• EXERCISE GOAL: Repeat word for word, please, only the lines from the one that includes "the motorcycle, one" through the final line of the data.

Saved entries
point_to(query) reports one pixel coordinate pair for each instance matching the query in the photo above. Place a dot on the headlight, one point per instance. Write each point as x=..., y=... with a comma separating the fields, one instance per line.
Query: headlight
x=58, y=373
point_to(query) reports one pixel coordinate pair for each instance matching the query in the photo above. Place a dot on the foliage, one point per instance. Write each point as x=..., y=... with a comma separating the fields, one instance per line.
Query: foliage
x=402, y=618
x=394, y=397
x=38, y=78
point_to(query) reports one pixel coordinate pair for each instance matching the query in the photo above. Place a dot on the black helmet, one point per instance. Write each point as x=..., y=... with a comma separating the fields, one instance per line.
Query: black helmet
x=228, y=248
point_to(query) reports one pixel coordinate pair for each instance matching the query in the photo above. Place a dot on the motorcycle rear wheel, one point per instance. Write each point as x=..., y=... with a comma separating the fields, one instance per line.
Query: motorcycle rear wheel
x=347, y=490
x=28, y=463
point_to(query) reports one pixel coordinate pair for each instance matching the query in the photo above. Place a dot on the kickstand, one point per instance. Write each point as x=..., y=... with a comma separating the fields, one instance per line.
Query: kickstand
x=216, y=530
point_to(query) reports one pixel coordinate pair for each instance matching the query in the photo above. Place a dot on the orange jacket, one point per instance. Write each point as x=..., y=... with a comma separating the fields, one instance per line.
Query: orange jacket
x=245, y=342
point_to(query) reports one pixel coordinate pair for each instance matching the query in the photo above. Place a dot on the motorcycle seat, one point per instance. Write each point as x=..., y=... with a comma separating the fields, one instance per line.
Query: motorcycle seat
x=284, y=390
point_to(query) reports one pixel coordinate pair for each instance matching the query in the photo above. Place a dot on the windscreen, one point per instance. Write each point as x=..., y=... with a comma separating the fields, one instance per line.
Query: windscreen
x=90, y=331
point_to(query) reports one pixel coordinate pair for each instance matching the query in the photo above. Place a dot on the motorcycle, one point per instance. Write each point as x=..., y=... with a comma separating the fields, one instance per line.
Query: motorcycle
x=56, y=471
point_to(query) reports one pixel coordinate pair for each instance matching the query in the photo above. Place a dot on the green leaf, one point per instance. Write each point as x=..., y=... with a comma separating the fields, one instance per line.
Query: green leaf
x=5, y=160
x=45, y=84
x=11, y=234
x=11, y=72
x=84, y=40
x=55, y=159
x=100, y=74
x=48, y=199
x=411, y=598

• OUTPUT FOR THIS TASK:
point_to(query) reports one pixel coordinate pair for each instance matching the query in the photo above. Place a dot on the motorcycle, one point per instance. Write each point as x=..., y=... with a comma separating the fields, one instance per line.
Query: motorcycle
x=56, y=471
point_to(query) reports one pixel coordinate pair for each instance matching the query in the photo above. Place a dot on the green leaf, one point per instance. Write each point as x=..., y=... with a comma separating the fields, one instance per line.
Query: green leaf
x=5, y=160
x=45, y=84
x=11, y=234
x=11, y=72
x=84, y=40
x=55, y=159
x=100, y=74
x=48, y=199
x=411, y=598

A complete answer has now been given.